* **Supplied passage**:
********************

Refusal of application for contact overturned, as father had been denied a proper hearing.

Marshall v Marshall [2005] EWCA Civ 641

Court of Appeal: Thorpe, Smith and Wall LJJ (5 May 2005)

Refusal of application for contact overturned, as father had been denied a proper hearing.

This case concerned a mother and father, married in April 1999, and their son, born in June 2000. The parents separated in July 2001; in July 2002, both parties were convicted of VAT fraud, and the father was sentenced to four and a half years' imprisonment. In October 2003, the mother gave birth to a child by her current partner; and, in November 2003, the father applied for contact in respect of his son.

CAFCASS was requested to prepare a report on the issue of contact; but, for various reasons, the report was not submitted to the court, and the judge instead ordered the mother to file a medical report and a statement setting out her allegations relating to the father's behaviour and its relevance to the issue of contact. Ultimately, a jointly commissioned psychological report, which alleged that the mother was suffering symptoms of post-traumatic stress disorder but failed to identify the life-threatening incident on which the disorder was founded, was placed before the court. Further, the mother filed a statement in which she asserted that their son regarded the mother's new partner as his father, and that she did not want the father to be involved in their son's upbringing.

********************

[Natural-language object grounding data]
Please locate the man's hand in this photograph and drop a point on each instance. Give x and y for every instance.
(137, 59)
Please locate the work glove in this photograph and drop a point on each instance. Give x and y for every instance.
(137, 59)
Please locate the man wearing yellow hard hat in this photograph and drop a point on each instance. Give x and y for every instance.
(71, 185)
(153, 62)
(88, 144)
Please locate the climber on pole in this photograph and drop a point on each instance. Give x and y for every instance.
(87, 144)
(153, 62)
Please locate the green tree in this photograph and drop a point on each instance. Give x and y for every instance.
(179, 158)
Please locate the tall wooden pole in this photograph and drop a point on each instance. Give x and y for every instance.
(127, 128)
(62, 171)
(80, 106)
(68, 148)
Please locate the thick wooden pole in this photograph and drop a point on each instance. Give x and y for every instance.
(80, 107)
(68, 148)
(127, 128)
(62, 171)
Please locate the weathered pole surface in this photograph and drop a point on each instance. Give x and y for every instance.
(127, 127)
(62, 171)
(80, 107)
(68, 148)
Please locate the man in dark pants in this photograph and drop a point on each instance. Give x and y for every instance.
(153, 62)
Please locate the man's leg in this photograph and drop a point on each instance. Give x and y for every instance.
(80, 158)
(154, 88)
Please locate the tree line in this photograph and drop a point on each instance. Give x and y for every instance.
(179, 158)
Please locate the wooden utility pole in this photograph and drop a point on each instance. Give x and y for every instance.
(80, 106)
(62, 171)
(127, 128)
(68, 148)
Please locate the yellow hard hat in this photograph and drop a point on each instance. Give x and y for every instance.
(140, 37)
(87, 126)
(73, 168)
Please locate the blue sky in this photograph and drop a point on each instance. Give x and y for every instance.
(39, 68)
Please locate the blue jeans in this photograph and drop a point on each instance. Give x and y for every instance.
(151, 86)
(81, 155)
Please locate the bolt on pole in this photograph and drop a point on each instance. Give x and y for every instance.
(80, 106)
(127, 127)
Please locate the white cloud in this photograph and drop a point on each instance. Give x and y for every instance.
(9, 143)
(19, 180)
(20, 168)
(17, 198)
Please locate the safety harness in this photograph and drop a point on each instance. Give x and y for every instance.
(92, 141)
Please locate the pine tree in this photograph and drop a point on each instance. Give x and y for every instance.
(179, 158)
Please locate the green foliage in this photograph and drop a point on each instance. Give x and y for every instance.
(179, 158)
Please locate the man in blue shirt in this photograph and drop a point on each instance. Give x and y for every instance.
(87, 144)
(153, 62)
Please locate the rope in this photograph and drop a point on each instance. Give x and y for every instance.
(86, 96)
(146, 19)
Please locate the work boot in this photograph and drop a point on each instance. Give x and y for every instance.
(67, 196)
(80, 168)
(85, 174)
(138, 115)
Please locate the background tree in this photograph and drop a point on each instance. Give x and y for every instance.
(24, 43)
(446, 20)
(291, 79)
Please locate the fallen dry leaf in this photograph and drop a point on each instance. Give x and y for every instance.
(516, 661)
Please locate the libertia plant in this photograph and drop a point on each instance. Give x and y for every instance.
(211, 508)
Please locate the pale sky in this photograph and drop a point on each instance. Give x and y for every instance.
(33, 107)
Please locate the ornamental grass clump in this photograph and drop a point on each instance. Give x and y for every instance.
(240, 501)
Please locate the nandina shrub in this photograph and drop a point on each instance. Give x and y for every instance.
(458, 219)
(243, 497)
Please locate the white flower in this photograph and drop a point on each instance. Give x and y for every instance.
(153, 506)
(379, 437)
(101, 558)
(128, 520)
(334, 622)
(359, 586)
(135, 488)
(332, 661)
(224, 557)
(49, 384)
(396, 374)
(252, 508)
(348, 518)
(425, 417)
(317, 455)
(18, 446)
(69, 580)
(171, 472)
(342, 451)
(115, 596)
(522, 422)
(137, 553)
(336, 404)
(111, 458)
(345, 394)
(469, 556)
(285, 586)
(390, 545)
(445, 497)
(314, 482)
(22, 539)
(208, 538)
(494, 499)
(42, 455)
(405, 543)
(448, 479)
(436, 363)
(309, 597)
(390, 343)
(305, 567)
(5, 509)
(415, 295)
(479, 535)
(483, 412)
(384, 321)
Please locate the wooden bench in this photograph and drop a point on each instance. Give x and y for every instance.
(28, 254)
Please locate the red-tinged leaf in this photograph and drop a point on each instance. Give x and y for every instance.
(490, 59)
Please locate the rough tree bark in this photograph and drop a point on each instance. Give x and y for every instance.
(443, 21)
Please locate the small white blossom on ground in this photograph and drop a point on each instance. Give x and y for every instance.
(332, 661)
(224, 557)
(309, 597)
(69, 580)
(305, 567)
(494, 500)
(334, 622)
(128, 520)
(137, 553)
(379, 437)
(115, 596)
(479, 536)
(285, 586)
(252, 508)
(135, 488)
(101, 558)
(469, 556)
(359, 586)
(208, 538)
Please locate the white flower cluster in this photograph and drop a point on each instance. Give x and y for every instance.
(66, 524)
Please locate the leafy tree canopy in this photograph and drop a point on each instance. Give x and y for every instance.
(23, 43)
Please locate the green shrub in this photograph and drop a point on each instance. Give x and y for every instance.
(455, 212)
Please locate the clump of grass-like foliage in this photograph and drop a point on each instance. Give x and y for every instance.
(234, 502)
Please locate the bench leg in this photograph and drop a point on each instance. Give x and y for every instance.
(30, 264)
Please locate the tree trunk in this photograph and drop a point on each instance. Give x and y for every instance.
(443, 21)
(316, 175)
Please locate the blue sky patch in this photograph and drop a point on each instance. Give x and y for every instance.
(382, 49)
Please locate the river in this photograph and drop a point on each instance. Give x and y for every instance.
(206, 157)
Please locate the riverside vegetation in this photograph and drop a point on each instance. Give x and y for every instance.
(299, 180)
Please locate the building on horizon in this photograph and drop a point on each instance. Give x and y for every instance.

********************

* **Work item A**: In the Marshall v Marshall case summary, what sentence did the father receive after the VAT fraud conviction?
* **Work item B**: Please resume the Marshall v Marshall case summary, picking up right after its final sentence.

* **Task output A**: Four and a half years' imprisonment.

* **Task output B**:
On the basis of the psychological report, and with no CAFCASS report, no statement from the father and no oral evidence, the judge dismissed the application for contact, and refused an application by the father for an oral hearing at which the allegations made by the mother could be tested and the validity of the psychologist's assessment examined. The father appealed.

Held, allowing the appeal, that the judge had acted prematurely and was plainly wrong to dismiss the father's application at this stage. The mother's avoidance of the CAFCASS officer and her determination to allow the son to treat her current partner as his father were potential warning signs that the father was being deliberately airbrushed out of the child's life.

There needed to be a proper investigation to ensure that the welfare of the child had fully been taken into account before any conclusion was reached. While there were, of course, cases which a judge could resolve on the papers and on submissions, such a course was usually only appropriate when the written evidence was complete; in this case, it plainly was not, and the father was effectively denied a proper hearing, and this was not acceptable.